▶ DIRECTIONS: Everything in the listing below should be written out again exactly, except the pictures.

┄┄┄┄┄┄┄┄┄┄

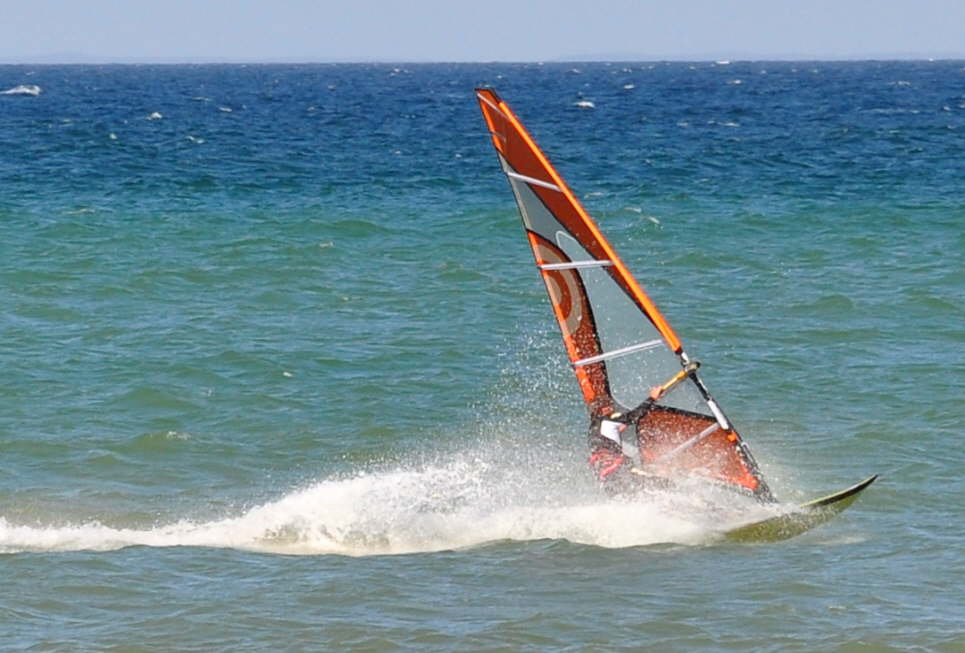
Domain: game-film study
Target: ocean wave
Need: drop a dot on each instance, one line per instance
(23, 89)
(459, 504)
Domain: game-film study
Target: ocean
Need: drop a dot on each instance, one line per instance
(278, 371)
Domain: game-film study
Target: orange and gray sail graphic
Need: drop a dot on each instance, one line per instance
(620, 346)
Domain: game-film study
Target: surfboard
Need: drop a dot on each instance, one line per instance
(800, 520)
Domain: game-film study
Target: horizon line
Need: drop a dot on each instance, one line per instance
(80, 59)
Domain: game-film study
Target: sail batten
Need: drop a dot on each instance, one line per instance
(574, 265)
(620, 346)
(616, 353)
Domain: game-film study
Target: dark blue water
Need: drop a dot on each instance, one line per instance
(265, 326)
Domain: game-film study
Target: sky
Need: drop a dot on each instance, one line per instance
(37, 31)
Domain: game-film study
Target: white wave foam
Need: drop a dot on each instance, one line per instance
(458, 504)
(23, 89)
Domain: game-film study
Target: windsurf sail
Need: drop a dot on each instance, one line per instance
(621, 348)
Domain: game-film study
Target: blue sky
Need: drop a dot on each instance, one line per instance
(494, 30)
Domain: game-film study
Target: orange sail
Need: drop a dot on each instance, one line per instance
(620, 346)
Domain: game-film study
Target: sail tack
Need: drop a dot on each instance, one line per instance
(619, 344)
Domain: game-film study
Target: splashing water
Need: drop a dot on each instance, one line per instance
(466, 501)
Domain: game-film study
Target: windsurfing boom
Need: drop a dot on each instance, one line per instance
(626, 357)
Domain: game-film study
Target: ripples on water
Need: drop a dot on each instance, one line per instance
(253, 311)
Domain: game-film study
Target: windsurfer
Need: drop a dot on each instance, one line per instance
(616, 458)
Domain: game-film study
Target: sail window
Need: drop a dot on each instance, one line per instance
(534, 181)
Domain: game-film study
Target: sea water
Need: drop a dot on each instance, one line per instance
(276, 370)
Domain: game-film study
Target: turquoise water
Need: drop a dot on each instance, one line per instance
(278, 372)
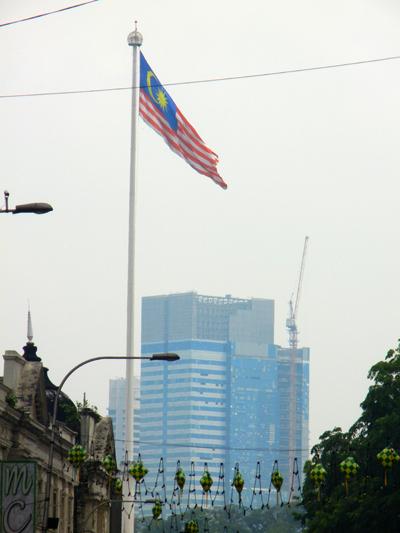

┄┄┄┄┄┄┄┄┄┄

▶ RESULT:
Domain: game-film study
Target: ocean wave
Need: drop a dot on each instance, one line per instance
(23, 89)
(459, 504)
Domain: game-film study
Target: ocean
Need: drop a dot on each instance, one line per instance
(278, 371)
Domain: game-film study
Target: orange and gray sail graphic
Need: drop a dot on each instance, one line per instance
(620, 346)
Domain: game-film study
Target: surfboard
Need: drop a dot on each instance, one line per instance
(800, 520)
Domain: game-film study
Target: horizon line
Need: drop a dot on each instance, one line per instance
(80, 59)
Domain: game-film study
Target: sail batten
Need: drop a dot on each instance, one line per instance
(574, 265)
(620, 346)
(616, 353)
Domain: game-film study
Target: dark blue water
Need: drop a dot on each instance, one line per instance
(265, 326)
Domain: game-film study
Target: sky
Need: drop a dot on each instance, one line per instance
(37, 31)
Domain: game-film study
Target: white wave foam
Need: drop a dot on each instance, one line per instance
(458, 504)
(23, 89)
Domain: game-film study
Target: windsurf sail
Need: drop a dot on each instance, one line per instance
(621, 348)
Domain: game-film study
Target: blue sky
Need: drop a dot on each instance, one line per instance
(494, 30)
Domain: game-film study
Target: orange sail
Need: drop a dot on each instance, one line per instance
(620, 346)
Domain: game-film study
Target: sail tack
Need: drop a dot on each instance, one line per instance
(619, 344)
Domain: game-film study
Target: splashing water
Need: drop a dot on each instance, one line per instance
(466, 501)
Domain: game-film study
Target: windsurfing boom
Need: drop a dot on each instance, one line per instance
(626, 357)
Domain: game-film study
Target: ripples on water
Need: drop a dot on each instance, one line per instance
(253, 311)
Domain: game-film study
Target: windsurfer
Need: drop a dot on each instance, one line per instance
(616, 458)
Domain: game-film study
Target: sail window
Need: drop a dot on each instance, one line per instance
(534, 181)
Domain: game-film study
Target: sea water
Need: drop a dot on each instance, one line per instance
(276, 370)
Domain: game-film study
Target: turquoise water
Need: drop a dot on each instance, one line per instance
(278, 372)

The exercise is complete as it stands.